(Extracted records)
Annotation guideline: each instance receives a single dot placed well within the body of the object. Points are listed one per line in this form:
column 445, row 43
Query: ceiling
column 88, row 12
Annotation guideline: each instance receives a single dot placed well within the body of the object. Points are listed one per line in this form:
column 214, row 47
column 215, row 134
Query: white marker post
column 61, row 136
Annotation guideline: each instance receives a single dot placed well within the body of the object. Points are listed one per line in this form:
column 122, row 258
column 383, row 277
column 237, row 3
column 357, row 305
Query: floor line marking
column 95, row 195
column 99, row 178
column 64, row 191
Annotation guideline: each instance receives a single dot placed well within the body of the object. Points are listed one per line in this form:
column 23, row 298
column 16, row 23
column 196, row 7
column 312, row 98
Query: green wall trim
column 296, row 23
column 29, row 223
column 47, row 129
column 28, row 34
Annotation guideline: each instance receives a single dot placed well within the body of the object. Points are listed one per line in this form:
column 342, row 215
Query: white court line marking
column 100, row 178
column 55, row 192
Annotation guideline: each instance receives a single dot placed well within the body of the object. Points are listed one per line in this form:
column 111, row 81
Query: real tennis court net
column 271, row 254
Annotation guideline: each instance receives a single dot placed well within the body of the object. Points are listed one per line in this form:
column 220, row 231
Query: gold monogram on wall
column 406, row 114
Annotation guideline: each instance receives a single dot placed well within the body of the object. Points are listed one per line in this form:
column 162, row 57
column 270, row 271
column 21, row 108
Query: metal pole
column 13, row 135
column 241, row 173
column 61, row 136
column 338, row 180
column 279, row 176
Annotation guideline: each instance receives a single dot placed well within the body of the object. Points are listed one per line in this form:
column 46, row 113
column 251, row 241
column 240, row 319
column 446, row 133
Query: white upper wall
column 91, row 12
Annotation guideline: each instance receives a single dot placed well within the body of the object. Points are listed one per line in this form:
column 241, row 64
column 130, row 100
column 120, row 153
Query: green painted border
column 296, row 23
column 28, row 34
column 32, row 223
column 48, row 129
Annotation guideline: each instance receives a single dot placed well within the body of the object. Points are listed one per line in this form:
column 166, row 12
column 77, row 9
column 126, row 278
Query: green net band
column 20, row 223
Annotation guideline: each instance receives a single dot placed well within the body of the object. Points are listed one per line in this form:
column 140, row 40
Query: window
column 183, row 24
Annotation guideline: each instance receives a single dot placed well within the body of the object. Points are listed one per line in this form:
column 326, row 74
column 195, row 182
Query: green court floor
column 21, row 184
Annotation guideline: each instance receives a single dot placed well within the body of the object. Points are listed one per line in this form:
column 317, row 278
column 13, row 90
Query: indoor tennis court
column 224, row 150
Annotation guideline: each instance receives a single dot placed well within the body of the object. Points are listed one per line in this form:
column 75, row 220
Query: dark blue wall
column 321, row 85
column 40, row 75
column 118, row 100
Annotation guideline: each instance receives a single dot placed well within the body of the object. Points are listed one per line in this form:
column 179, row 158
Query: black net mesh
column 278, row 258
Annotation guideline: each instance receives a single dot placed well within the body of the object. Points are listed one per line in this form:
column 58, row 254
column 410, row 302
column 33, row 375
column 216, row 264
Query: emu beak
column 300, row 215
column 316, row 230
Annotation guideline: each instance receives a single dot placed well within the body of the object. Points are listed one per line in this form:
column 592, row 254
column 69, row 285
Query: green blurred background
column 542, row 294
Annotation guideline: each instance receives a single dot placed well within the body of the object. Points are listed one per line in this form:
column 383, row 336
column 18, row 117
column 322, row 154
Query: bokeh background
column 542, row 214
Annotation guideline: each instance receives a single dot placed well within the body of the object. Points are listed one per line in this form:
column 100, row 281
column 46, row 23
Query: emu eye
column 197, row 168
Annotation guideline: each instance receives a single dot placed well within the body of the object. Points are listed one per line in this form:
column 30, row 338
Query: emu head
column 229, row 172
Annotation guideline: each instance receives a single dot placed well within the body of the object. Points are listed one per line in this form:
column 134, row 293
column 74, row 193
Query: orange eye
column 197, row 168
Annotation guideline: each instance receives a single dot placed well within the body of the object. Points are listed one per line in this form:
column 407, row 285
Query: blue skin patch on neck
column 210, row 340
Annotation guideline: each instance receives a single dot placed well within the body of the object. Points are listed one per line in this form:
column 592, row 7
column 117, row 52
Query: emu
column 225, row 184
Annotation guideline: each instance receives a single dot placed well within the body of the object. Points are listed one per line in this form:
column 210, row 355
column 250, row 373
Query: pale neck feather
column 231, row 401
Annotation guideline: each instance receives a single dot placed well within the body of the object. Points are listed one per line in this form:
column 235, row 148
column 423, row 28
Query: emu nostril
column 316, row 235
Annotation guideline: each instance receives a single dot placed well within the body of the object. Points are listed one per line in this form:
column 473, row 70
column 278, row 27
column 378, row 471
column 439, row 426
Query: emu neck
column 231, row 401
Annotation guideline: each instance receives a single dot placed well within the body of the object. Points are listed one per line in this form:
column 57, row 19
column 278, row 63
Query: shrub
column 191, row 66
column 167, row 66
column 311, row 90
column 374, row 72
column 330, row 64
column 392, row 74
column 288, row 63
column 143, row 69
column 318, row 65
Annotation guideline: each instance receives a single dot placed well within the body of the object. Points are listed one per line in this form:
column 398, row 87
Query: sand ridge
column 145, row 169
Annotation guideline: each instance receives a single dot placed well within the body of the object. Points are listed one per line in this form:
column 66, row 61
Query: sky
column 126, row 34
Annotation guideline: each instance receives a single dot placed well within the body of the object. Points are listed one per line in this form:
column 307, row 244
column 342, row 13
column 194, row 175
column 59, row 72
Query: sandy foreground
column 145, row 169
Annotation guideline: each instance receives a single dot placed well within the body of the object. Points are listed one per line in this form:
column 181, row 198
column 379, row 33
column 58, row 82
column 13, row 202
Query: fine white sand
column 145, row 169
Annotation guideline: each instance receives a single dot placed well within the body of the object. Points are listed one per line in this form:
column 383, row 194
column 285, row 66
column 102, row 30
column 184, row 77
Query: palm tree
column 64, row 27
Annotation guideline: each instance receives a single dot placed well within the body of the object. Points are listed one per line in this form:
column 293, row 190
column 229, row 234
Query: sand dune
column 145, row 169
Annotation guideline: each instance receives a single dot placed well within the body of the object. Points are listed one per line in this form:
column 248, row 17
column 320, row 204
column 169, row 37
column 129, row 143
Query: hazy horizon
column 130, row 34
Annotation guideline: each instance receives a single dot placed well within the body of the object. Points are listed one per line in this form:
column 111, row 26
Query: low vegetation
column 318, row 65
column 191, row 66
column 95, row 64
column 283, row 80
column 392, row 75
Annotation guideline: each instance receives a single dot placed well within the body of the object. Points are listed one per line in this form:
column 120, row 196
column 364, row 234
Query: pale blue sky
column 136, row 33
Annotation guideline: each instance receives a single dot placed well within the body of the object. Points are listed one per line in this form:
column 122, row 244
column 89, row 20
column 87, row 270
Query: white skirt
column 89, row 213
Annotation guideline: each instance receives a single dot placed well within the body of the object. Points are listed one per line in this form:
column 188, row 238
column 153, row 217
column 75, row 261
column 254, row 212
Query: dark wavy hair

WORK TO BE COMPLETED – All that should be written out is the stretch of lines above between the one holding "Query: fine white sand" and the one holding "column 111, row 26", inclusive, exactly as given.

YOUR RESPONSE –
Query: fine white sand
column 145, row 169
Annotation guideline: each instance receives a single dot placed well within the body of the object. Points are listed one per line in this form:
column 383, row 194
column 285, row 66
column 102, row 30
column 184, row 77
Query: palm tree
column 64, row 27
Annotation guideline: each instance receives a single dot placed well within the body of the object. Points are listed one per line in this form:
column 293, row 190
column 229, row 234
Query: sand dune
column 145, row 169
Annotation guideline: each instance receives a single dot placed well within the body of the object. Points are listed one per line in this form:
column 248, row 17
column 320, row 204
column 169, row 37
column 129, row 143
Query: hazy horizon
column 130, row 34
Annotation guideline: each instance receives a single dot placed well within the body of the object. Points are listed one per line in this form:
column 111, row 26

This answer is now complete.